- [What you should do]: Write every line out verbatim and omit the pictures.

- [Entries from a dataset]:

# # #

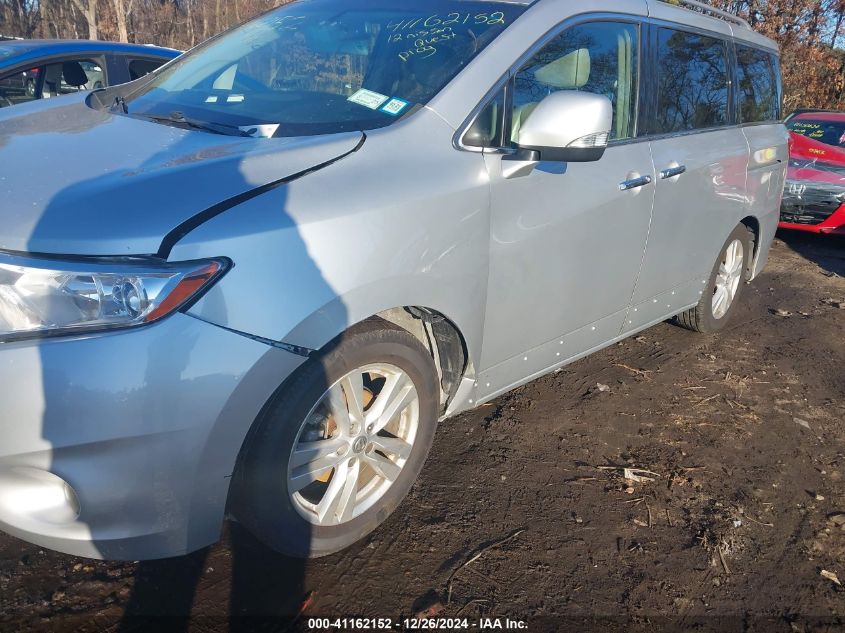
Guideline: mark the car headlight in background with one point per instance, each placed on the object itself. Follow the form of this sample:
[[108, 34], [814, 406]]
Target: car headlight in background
[[42, 297]]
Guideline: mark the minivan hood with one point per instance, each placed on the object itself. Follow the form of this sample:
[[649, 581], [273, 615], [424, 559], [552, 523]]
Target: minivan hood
[[79, 181]]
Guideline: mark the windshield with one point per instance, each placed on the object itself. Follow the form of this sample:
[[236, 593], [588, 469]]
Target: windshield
[[827, 132], [324, 66]]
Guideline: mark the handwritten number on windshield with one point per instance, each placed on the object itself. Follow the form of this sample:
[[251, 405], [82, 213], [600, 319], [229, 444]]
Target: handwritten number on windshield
[[435, 30]]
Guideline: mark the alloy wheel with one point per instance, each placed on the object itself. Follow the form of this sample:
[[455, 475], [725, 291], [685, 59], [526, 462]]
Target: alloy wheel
[[353, 444]]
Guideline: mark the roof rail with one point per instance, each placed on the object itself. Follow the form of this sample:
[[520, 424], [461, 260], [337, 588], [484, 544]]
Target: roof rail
[[701, 7]]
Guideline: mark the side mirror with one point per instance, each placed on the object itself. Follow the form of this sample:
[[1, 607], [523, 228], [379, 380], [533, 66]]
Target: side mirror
[[567, 126]]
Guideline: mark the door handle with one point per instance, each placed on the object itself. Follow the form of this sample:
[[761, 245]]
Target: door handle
[[670, 172], [633, 183]]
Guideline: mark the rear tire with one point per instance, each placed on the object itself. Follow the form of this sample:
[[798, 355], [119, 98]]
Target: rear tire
[[725, 286], [304, 425]]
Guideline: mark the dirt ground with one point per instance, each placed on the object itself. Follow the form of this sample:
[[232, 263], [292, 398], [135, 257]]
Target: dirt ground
[[744, 439]]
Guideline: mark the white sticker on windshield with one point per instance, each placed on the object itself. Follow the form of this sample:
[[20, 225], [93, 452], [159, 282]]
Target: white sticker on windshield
[[263, 130], [395, 106], [368, 99]]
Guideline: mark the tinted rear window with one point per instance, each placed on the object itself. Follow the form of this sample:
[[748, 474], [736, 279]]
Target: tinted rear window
[[759, 85], [692, 76]]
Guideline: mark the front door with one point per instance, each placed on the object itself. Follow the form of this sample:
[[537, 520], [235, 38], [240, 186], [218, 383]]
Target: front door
[[566, 240]]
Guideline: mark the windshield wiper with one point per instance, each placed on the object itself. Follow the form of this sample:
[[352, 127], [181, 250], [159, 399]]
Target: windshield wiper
[[119, 105], [179, 119]]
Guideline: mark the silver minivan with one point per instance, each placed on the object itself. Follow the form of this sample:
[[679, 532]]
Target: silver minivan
[[251, 284]]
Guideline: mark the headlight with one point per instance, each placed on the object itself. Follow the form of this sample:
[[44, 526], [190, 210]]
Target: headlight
[[40, 297]]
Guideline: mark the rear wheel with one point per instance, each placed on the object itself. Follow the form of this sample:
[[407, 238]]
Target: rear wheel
[[340, 446], [725, 286]]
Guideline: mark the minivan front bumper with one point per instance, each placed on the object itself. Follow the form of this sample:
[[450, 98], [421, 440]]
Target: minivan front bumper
[[122, 445]]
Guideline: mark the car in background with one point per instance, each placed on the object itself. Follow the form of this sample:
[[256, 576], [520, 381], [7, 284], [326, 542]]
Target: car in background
[[814, 196], [40, 69]]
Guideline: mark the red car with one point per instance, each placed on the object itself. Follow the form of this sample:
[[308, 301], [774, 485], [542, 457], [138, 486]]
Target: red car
[[814, 197]]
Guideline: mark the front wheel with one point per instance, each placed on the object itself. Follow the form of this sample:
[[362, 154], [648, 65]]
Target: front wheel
[[725, 286], [339, 447]]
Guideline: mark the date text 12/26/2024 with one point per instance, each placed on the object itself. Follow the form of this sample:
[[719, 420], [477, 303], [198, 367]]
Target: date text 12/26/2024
[[320, 625]]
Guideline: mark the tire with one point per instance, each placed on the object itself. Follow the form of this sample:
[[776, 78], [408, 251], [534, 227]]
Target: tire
[[265, 499], [706, 317]]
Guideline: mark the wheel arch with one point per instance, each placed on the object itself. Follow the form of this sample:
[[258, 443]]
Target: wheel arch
[[753, 225]]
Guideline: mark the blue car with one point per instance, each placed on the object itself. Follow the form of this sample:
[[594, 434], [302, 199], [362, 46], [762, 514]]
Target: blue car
[[40, 69]]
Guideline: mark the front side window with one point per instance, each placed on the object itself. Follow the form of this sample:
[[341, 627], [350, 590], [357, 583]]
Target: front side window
[[19, 87], [692, 82], [324, 66], [759, 93], [72, 75], [599, 57]]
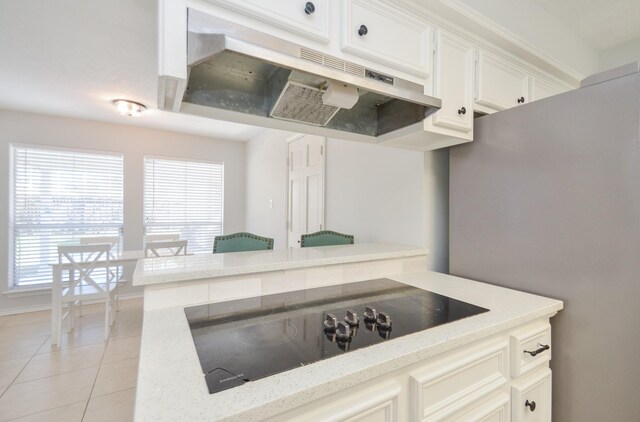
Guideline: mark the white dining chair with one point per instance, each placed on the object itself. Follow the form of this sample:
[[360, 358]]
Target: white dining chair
[[88, 277], [169, 248], [161, 237], [114, 252]]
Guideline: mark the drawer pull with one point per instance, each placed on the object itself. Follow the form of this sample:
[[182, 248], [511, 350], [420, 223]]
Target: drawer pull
[[309, 8], [539, 350]]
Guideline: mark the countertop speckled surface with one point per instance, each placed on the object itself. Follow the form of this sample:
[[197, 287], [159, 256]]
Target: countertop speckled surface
[[194, 267], [171, 385]]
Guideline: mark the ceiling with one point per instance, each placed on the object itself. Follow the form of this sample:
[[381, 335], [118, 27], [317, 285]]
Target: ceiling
[[72, 58], [602, 24]]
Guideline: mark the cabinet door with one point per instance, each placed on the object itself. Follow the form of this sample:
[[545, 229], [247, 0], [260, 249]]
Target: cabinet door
[[380, 33], [500, 84], [453, 82], [531, 398], [311, 21]]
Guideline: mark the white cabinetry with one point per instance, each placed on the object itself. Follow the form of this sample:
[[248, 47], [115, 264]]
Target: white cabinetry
[[453, 82], [379, 404], [530, 348], [447, 385], [500, 83], [531, 398], [307, 18], [375, 31]]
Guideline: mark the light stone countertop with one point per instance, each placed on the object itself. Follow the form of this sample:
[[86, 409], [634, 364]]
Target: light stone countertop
[[194, 267], [171, 385]]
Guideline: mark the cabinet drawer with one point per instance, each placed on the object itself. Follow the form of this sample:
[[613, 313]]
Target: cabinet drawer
[[500, 84], [388, 36], [531, 398], [287, 14], [447, 385], [377, 404], [530, 348], [495, 409]]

# # #

- [Worked answer]:
Guideline: mark the car headlight in background with one point per instance, each placed on the object itself. Follow the form of this sample:
[[108, 34], [814, 406]]
Target: car headlight in background
[[42, 297]]
Guideline: mark the minivan hood with one point per instance, each placed on the object itself. Follow the form of this sample:
[[649, 581], [273, 615], [424, 559], [552, 523]]
Target: minivan hood
[[79, 181]]
Guideline: mark the windshield with one point per instance, each placed on the object itself. Follow the form of this sample:
[[236, 593], [588, 469]]
Target: windshield
[[827, 132], [324, 66]]
Guideline: mark the handwritten number on windshield with one point per instance, each placed on the object itself. Follow the form of this sample:
[[251, 405], [82, 213], [600, 319], [229, 444]]
Target: handwritten number on windshield
[[435, 30]]
Guideline: mark the alloy wheel with one point per instance, each placed on the object itself. Follow the form of this sample:
[[455, 475], [725, 291], [685, 59], [526, 462]]
Target: alloy wheel
[[353, 444]]
Guideline: mark the roof rail with one point per instance, each placed on the object itself. Follow the form of this sample:
[[520, 424], [461, 260], [337, 588], [484, 544]]
Target: roof rail
[[701, 7]]
Guideline: mark the side mirror with one point per instance, each placed on the object itself. Follow the form of this sample:
[[1, 607], [523, 228], [379, 380], [533, 66]]
Target: side mirror
[[567, 126]]
Guideline: mark the door handle with one point per instance, each placed on the object itself. Follow the form of this sample:
[[761, 245]]
Target: door handle
[[670, 172], [633, 183]]
Guideline: mark the rear tire with one point per instance, each placed on the object itself. Follow the form of this sample:
[[798, 355], [119, 98]]
Target: rear tire
[[725, 286], [304, 425]]
Guideline: mark the dirt ground with one point per instance, each placed on the object itself. Follow the form of this sample:
[[232, 263], [292, 398], [135, 257]]
Target: dirt ground
[[744, 439]]
Guideline: mark the white sticker on windshield with one point per instance, each placed on the object itself. Follow the form of this sample:
[[20, 225], [93, 452], [159, 282]]
Target: white sticker on windshield
[[263, 130], [395, 106], [368, 99]]
Guideline: mark the tinted rear window with one point per instance, each placed on the object itself. Follow the form of this sample:
[[748, 474], [736, 279]]
Target: tinted rear window
[[759, 85], [692, 76]]
Guideline: mark the front door with one point per instance, each placed on the object itself. Follow the form of this sample:
[[537, 520], [235, 38], [240, 186], [218, 383]]
Target: front door
[[566, 240]]
Guideline: mark the windshield wiper with one point per instance, each placed on the object itself. Follow the form of this sample:
[[352, 127], [181, 250], [159, 399]]
Target: windshield wiper
[[119, 105], [179, 119]]
Guideline: mark the silver minivan with one point per instance, each placed on the object itself. Follow the form of this sample:
[[679, 532]]
Target: silver minivan
[[251, 284]]
Guideline: mark the headlight with one point per instance, each placed on the object itself. Follow the form of this sample:
[[44, 526], [190, 210]]
Target: headlight
[[40, 297]]
Guideline: mark the rear wheel with one point per instance, each placed on the object itself. Follow the form of this sample:
[[407, 238]]
Target: rear wheel
[[340, 446], [725, 286]]
Guideline: mark the minivan front bumper with one point per instance, each placed on the object itself. Follow the form of this sample:
[[450, 98], [421, 440]]
Target: minivan front bumper
[[122, 445]]
Guideline: mark the car in background with one point per instance, each placed on the object itself. Follow the form of this sample:
[[256, 576], [520, 381], [7, 284], [326, 542]]
Target: car in background
[[814, 196], [40, 69]]
Guideline: mark the red car with one point per instance, each placed on the object itself. Follow the form of this sample:
[[308, 301], [774, 485], [542, 457], [138, 486]]
Target: red car
[[814, 197]]
Guideline: mark the front wheel with one point per instance, each placed on the object itself. Follow the form of this sample:
[[362, 154], [648, 65]]
Target: front wheel
[[725, 286], [339, 447]]
Guideline: mark the date text 12/26/2024 with one point per instance, each placed on the object itself. Follow the form of this sample:
[[719, 420], [477, 303], [198, 367]]
Target: date text 12/26/2024
[[320, 625]]
Guideline: mark the tire with one point per instance, each placed on the object itself. Follow the form of this sample:
[[776, 78], [408, 251], [534, 227]]
Target: tire
[[265, 499], [706, 317]]
Guideline: mark the wheel arch with one point per instance, each placed on the object itself. Follow the form of this sample:
[[258, 443]]
Target: wheel arch
[[753, 225]]
Guideline: mark the blue car with one point per instance, each placed on the object itself. Follow the form of this sample:
[[594, 434], [302, 199], [362, 46], [762, 514]]
Target: blue car
[[40, 69]]
Guideline: mark the front side window with one point per instance, each placed on the object itself. Follow the form of this sample:
[[341, 627], [350, 590], [357, 583]]
Target: front side window
[[19, 87], [692, 82], [324, 66], [759, 93], [72, 75], [599, 57]]
Guideline: mark the white dining chair with one point per instance, each placed on the object itself. Follow the form of this sample:
[[360, 358]]
Target: white dining chair
[[88, 277], [169, 248], [161, 237], [114, 252]]
Guideline: mark the drawer pull with one point per instance, each placed on the object itself. Follow the form of this sample:
[[182, 248], [511, 350], [420, 223]]
Target: drawer pull
[[309, 8], [539, 350]]
Guideline: mark the countertop speckled surface with one point per instance, each placed on the object itself. Follow the form of this sample:
[[197, 287], [159, 256]]
Target: countertop speckled surface
[[194, 267], [171, 385]]
Guideline: mark the ceiling with one point per instance, each placed on the object itself. Follow the form of this sample:
[[381, 335], [118, 27], [317, 285]]
Target: ceiling
[[72, 58], [602, 24]]
Guideline: mark the cabinet door with one point per instance, each placed on the object itself. Follow the form of this sample:
[[545, 229], [247, 0], [260, 249]]
Target: cabinet door
[[380, 33], [500, 84], [453, 82], [531, 398], [311, 21]]
Guideline: mark the white cabinetry with one point per instance, each placed on the object itself. Follow the form of this sample:
[[248, 47], [115, 264]]
Target: white cabinetry
[[453, 82], [379, 404], [530, 348], [447, 385], [500, 83], [531, 398], [307, 18], [375, 31]]
Guideline: mark the light stone countertop with one point per instance, each placed on the object itself. Follow the form of this sample:
[[86, 409], [634, 364]]
Target: light stone countertop
[[194, 267], [171, 385]]
Guideline: mark the cabinet drawer with one point per instance, each placed on the object itself. Follow the form of this sample:
[[613, 313]]
Target: cabinet drawer
[[500, 84], [388, 36], [531, 398], [287, 14], [447, 385], [377, 404], [530, 348], [495, 409]]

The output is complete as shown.